Transcrivez sans rien modifier une partie de l'article ci-dessous sur la rentrée de l'Enseignement catholique : commencez aux mots « Dans une période » et arrêtez-vous après « dernier à Paris. ».

PASSAGE CITÉ:
--- --- ---
« Contre vents et marées »

Dans une période marquée « du sceau de l’incertitude », où tout semble « par trop mouvant, volatile, éphémère », le secrétaire général de l’Enseignement catholique, Philippe Delorme, en a appelé, à « la sérénité et à la cohérence que réclame l’École », lors de sa conférence de presse de rentrée, le 19 septembre dernier à Paris.

 

Fort heureusement, les incertitudes actuelles n’ont pas empêché la rentrée dans les 7200 établissements de l’Enseignement catholique. Philippe Delorme, son secrétaire général, a ouvert sa conférence de presse du 19 septembre dernier, au vingt-deuxième étage de la Tour Montparnasse, à Paris, en saluant l’engagement des équipes enseignantes et éducatives qui ont permis aux élèves de reprendre le chemin de l’école en toute sérénité. Il y voit aussi un gage de solidité du projet éducatif de l’Enseignement catholique, « socle permanent, qui, contre vents et marées, résiste au sac et au ressac. Et qui par sa vitalité offre une proposition éducative cohérente : claire, stable, apaisante… »

Pour autant, il a déploré un climat de défiance et de soupçon délétère face à l’immensité des enjeux éducatifs actuels affirmant que la guerre scolaire n’avait pas de raison d’être : « Ceux qui nous accusent de prospérer sur les supposées défaillances du public ne guériront rien des maux du système éducatif en dévalorisant des établissements dont l’apport éducatif est reconnu. Les urgences éducatives de notre société n’invitent-elles pas à faire ensemble, à travailler ensemble (…), de se faire confiance et de faire cause commune ! »
--- --- ---
EXTRAIT DES DONNÉES:

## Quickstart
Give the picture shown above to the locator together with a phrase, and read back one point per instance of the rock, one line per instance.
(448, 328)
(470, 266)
--- --- ---
SOLUTION COMPLÈTE:
Dans une période marquée « du sceau de l’incertitude », où tout semble « par trop mouvant, volatile, éphémère », le secrétaire général de l’Enseignement catholique, Philippe Delorme, en a appelé, à « la sérénité et à la cohérence que réclame l’École », lors de sa conférence de presse de rentrée, le 19 septembre dernier à Paris.